▶ What you have to do: Every entry that follows needs to be repeated exactly.

(Dataset entries)
▽

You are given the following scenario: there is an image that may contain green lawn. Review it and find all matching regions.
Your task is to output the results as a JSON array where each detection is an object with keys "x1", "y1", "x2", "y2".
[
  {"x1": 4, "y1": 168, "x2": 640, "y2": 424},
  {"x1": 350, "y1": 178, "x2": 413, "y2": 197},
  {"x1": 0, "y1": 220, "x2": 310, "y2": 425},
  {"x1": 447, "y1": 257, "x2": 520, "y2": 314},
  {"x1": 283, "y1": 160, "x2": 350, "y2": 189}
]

△

▶ Answer to this problem:
You are given the following scenario: there is an image that may contain green lawn. Review it and find all matching regions.
Your task is to output the results as a JSON array where each detection is an object with keys "x1", "y1", "x2", "y2".
[
  {"x1": 4, "y1": 168, "x2": 640, "y2": 424},
  {"x1": 350, "y1": 178, "x2": 413, "y2": 197},
  {"x1": 0, "y1": 220, "x2": 310, "y2": 425},
  {"x1": 447, "y1": 257, "x2": 520, "y2": 314},
  {"x1": 283, "y1": 160, "x2": 350, "y2": 189}
]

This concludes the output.